* Try it:
What is needed is an exact copy of every entry, without the pictures.

Text-to-region grounding data:
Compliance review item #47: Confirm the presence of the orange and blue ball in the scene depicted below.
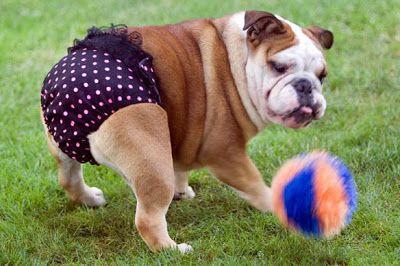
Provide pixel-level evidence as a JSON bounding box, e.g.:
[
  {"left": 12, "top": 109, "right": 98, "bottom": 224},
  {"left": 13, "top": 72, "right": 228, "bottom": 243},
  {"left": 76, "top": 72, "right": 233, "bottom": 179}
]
[{"left": 271, "top": 151, "right": 357, "bottom": 238}]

* Result below:
Compliance review item #47: Confirm the presence of the orange and blue ball in the scene depicted below.
Provide pixel-level evidence as a JSON bounding box, e.g.:
[
  {"left": 12, "top": 109, "right": 98, "bottom": 224},
  {"left": 13, "top": 72, "right": 228, "bottom": 243},
  {"left": 76, "top": 72, "right": 233, "bottom": 179}
]
[{"left": 271, "top": 151, "right": 357, "bottom": 238}]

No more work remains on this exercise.